SHORT PROBLEM 1 - In the passage on Play database evolutions, which setting in application.conf makes all statements run in a single transaction?
SHORT PROBLEM 2 - Continue the passage on Play database evolutions from where it stops.

DOCUMENT PASSAGE -
☆ ☆ ☆ ☆ ☆ ☆ ☆

But because your evolution script has errors, you probably want to fix it. So you modify the 3.sql
script:
# Add another column to User
# --- !Ups
ALTER TABLE User ADD company varchar(255);
# --- !Downs
ALTER TABLE User DROP company;
Play detects this new evolution that replaces the previous 3 one, and will run the appropriate script. Now everything is fixed, and you can continue to work.
In development mode however it is often simpler to simply trash your development database and reapply all evolutions from the beginning.
§Transactional DDL
By default, each statement of each evolution script will be executed immediately. If your database supports Transactional DDL you can set evolutions.autocommit=false
in application.conf to change this behaviour, causing all statements to be executed in one transaction only. Now, when an evolution script fails to apply with autocommit disabled, the whole transaction gets rolled back and no changes will be applied at all. So your database stays “clean” and will not become inconsistent. This allows you to easily fix any DDL issues in the evolution scripts without having to modify the database by hand like described above.

☆ ☆ ☆ ☆ ☆ ☆ ☆

GIVEN DATA -
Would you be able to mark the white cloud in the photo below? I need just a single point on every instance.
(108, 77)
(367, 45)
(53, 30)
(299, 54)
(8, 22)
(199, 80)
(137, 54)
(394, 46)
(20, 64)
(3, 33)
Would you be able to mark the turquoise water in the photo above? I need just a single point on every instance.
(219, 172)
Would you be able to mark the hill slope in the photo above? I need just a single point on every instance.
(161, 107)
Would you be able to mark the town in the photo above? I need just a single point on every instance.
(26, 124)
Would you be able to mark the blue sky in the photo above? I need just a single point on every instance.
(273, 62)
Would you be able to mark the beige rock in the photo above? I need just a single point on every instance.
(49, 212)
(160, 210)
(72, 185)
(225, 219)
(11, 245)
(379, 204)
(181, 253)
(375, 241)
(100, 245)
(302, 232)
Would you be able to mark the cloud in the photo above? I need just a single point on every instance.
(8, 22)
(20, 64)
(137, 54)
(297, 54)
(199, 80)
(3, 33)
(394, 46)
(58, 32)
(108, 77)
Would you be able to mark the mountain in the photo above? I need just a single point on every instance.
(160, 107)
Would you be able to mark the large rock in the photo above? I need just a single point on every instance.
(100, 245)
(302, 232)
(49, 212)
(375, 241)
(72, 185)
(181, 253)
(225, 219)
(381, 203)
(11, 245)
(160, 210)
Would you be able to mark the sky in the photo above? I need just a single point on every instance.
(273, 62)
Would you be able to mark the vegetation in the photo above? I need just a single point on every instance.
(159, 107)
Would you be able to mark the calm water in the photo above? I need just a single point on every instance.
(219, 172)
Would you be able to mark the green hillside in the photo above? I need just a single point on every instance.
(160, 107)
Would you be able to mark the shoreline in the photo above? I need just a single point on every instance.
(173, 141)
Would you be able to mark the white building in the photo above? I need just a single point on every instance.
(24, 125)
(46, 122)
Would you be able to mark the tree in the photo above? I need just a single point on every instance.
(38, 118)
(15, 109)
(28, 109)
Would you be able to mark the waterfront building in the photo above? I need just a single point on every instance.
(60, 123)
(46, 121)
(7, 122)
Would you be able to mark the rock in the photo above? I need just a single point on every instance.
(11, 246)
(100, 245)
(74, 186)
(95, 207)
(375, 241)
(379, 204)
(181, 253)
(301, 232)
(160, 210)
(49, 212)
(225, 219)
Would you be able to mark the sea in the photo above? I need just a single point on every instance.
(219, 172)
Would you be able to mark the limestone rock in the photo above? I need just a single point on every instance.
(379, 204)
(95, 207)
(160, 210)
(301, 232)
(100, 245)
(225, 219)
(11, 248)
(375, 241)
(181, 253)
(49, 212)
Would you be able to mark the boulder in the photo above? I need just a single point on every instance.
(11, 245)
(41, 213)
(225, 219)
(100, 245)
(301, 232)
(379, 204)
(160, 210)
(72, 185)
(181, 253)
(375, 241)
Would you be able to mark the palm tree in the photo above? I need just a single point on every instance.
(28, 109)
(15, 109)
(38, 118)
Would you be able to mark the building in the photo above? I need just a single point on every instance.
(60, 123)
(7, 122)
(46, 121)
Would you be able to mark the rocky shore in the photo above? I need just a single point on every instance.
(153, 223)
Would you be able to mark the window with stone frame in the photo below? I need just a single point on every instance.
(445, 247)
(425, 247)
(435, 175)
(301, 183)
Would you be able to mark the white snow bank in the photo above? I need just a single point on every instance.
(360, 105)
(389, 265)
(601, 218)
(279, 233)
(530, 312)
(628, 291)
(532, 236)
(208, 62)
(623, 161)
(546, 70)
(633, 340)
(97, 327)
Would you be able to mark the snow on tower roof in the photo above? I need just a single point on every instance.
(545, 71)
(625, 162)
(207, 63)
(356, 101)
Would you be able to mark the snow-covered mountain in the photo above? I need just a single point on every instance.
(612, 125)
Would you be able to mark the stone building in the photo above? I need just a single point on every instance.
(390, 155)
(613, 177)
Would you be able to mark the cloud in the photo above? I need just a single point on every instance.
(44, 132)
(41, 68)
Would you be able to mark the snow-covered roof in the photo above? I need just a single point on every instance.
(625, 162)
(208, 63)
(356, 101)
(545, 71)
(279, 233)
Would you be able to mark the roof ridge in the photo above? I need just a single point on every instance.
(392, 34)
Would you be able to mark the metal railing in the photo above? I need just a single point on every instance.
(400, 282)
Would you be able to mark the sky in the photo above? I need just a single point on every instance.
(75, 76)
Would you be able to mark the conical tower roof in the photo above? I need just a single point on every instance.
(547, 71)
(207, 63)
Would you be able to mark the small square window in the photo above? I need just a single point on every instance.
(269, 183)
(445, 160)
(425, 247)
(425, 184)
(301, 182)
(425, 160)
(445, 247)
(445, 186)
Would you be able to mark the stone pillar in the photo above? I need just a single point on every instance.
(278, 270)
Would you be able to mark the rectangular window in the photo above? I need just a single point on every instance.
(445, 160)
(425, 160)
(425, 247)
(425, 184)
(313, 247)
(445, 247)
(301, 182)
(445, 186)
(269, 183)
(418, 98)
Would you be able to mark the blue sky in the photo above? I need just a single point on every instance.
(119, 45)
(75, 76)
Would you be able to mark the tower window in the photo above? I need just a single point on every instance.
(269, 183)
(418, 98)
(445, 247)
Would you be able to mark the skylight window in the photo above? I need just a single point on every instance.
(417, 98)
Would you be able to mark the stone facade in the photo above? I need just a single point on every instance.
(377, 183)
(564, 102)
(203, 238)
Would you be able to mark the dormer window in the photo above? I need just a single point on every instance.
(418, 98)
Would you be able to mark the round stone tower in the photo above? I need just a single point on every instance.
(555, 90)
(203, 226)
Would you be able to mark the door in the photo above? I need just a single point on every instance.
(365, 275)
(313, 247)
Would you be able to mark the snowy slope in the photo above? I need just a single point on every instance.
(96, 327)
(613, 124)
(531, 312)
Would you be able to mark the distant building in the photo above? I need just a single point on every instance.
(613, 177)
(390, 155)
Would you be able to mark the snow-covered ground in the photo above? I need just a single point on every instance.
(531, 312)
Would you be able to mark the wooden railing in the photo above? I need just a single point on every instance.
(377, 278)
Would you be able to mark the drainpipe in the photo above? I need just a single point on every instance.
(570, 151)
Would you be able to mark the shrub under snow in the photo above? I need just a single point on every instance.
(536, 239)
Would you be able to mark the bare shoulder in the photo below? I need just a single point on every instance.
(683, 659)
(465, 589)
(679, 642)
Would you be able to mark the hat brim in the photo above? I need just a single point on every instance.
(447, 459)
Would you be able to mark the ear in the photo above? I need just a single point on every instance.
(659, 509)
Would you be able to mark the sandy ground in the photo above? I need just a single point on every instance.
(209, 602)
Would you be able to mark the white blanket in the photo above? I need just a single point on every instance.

☆ ☆ ☆ ☆ ☆ ☆ ☆

WRITTEN ANSWER 1 - evolutions.autocommit=false

WRITTEN ANSWER 2 -
§Evolution storage and limitations
Evolutions are stored in your database in a table called play_evolutions
. A Text column stores the actual evolution script. Your database probably has a 64kb size limit on a text column. To work around the 64kb limitation you could: manually alter the play_evolutions table structure changing the column type or (preferred) create multiple evolutions scripts less than 64kb in size.